▸ **Set task**: Print the material line for line, starting at the line that has "e.g. [(309, 451)]" and stopping after the line that has "[(150, 122)]". Include both of those lines.

※ ※ ※

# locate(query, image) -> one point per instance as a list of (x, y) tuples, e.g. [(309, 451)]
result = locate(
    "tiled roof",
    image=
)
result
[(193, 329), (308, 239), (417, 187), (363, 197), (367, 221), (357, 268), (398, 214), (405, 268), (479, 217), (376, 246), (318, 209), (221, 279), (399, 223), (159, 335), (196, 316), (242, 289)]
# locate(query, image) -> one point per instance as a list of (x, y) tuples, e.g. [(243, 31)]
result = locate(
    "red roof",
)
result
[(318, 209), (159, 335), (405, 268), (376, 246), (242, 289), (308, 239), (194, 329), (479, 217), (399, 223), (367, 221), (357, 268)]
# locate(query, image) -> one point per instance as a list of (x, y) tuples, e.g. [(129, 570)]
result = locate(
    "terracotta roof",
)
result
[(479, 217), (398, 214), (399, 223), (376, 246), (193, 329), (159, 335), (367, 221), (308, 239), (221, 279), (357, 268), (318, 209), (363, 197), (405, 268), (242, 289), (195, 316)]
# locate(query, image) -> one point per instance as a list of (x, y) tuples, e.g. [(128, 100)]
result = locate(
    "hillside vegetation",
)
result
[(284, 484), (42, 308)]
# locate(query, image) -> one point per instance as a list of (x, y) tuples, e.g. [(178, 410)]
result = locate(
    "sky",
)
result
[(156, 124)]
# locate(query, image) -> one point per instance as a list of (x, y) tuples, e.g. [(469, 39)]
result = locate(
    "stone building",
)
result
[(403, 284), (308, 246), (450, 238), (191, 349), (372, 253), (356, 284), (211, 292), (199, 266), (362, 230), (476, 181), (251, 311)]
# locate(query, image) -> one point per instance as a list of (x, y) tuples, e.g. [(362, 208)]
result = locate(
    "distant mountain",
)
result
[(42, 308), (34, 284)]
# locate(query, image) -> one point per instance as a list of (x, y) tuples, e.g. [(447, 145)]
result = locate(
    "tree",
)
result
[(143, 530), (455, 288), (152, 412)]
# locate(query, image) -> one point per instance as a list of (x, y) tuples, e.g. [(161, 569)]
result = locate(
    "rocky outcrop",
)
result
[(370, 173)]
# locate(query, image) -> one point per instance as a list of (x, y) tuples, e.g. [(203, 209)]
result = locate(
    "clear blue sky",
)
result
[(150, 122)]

※ ※ ※

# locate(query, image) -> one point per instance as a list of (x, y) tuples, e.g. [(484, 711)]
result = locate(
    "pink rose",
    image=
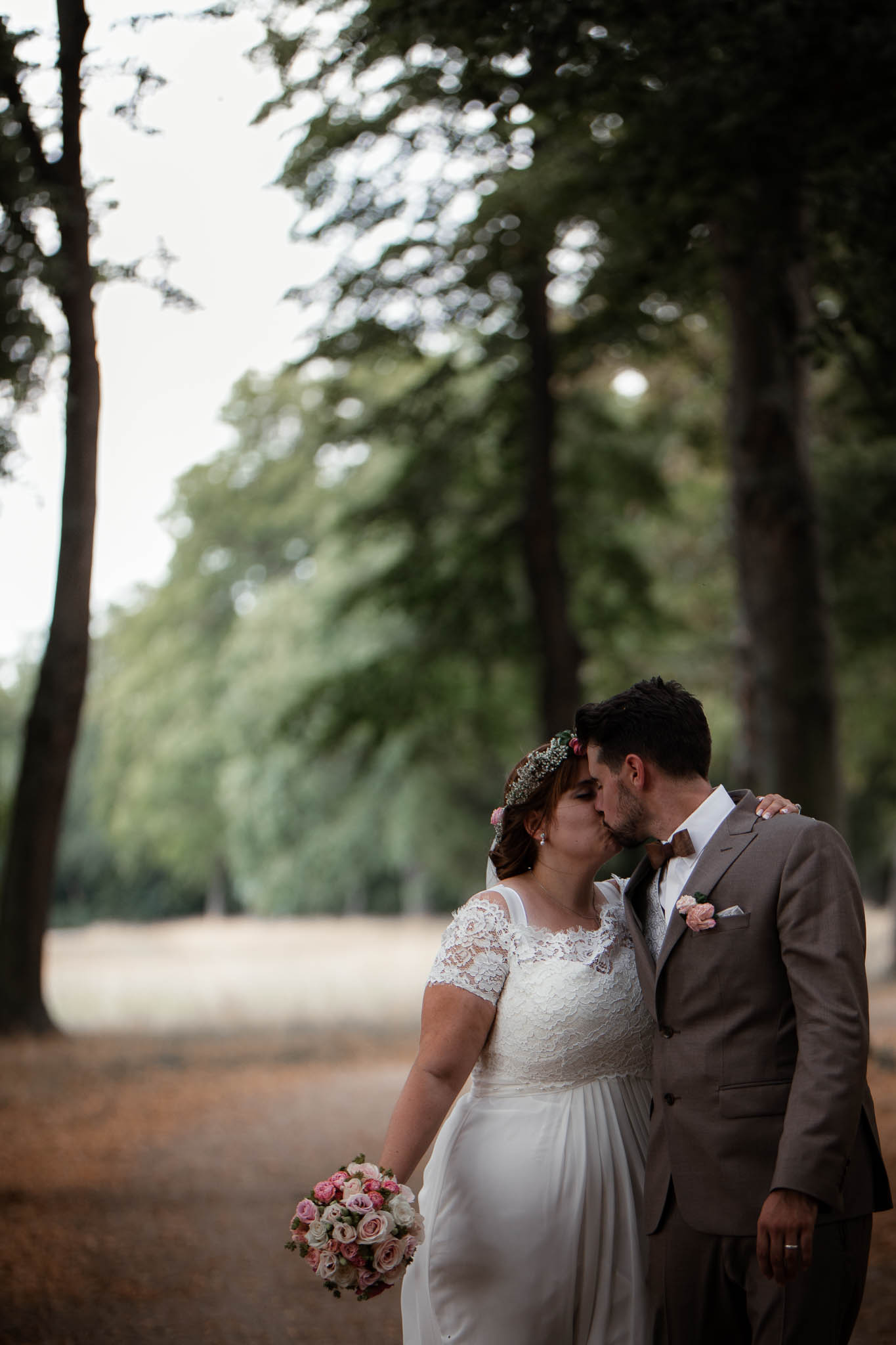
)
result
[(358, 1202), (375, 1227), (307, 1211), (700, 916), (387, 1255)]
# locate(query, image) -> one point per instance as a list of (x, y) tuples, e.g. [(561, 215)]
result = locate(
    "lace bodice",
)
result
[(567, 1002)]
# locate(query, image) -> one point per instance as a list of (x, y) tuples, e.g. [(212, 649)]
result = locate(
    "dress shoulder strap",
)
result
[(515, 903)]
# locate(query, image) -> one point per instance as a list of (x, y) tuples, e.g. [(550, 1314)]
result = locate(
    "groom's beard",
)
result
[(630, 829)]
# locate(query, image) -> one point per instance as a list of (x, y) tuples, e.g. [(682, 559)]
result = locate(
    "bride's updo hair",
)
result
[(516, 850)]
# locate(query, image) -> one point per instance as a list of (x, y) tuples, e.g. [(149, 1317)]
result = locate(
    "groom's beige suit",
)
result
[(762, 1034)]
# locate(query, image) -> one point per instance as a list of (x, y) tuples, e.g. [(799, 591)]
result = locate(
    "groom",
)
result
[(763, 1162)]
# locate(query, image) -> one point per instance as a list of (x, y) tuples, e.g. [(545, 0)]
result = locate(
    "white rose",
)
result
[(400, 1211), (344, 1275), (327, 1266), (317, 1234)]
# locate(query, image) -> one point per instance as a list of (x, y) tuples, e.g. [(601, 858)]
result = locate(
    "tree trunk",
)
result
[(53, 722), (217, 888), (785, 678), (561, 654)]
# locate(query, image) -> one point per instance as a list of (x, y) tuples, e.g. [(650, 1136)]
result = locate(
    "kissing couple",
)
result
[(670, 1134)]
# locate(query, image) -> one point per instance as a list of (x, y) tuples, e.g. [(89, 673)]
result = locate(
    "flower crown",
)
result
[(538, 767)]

※ ※ ※

▸ **Solution below**:
# locate(query, image) -> one point per instance as a list of (x, y) tuples, e.g. [(309, 451)]
result = locate(
    "tiled roof",
    image=
)
result
[(193, 329), (308, 239), (417, 187), (363, 197), (367, 221), (357, 268), (398, 214), (405, 268), (479, 217), (376, 246), (318, 209), (221, 279), (399, 223), (159, 335), (196, 316), (242, 289)]
# locate(query, image) -> one point per instance as a list of (x, y) tuples, e.g. [(243, 31)]
result = locate(
    "red roof",
)
result
[(318, 209), (159, 335), (405, 268), (376, 246), (242, 289), (308, 239), (194, 329), (479, 217), (399, 223), (367, 221), (357, 268)]
# locate(query, image) -> one point per instance as a list of (x, y) tuples, e.g. [(129, 570)]
result = locate(
    "terracotta roof",
)
result
[(479, 217), (398, 214), (399, 223), (376, 246), (193, 329), (159, 335), (367, 221), (308, 239), (221, 279), (357, 268), (318, 209), (363, 197), (405, 268), (242, 289), (195, 316)]
# locate(query, image) -> one point per instance as a list of (x, y) tuples, e.g. [(128, 100)]
result = locate(
    "hillside vegetation",
)
result
[(284, 484), (42, 308)]
# locate(query, image) -> one point per instance as a list of (x, y) tuples, e.g. [(178, 410)]
result = locate(
    "sky",
)
result
[(156, 124)]
# locate(query, image) -> one point per instance as a list of (x, y) tuples, e.g. [(469, 39)]
result = locate(
    "stone building",
)
result
[(403, 284), (308, 246), (450, 238), (191, 349), (372, 253), (356, 284), (211, 292), (199, 266), (362, 230), (476, 181), (251, 311)]
# locate(query, image) -> one point per instance as a list of (x, y) tuples, e.g. [(362, 208)]
result = locate(
    "distant mountain",
)
result
[(42, 308), (34, 284)]
# locate(query, image) -> one point per instance as a list of (x, y) tuples, e.g. [(447, 145)]
result = locate(
    "tree",
)
result
[(143, 530), (455, 288), (152, 412)]
# locate(query, image) -> one point per instance as a list of (x, y) tuples, e.g. [(161, 569)]
result = locate(
    "rocky outcrop",
)
result
[(370, 173)]
# locate(query, image) -> one point per instance as a list of (x, y) tuples, e.g. [(203, 209)]
result = locate(
    "clear blue sky",
)
result
[(150, 122)]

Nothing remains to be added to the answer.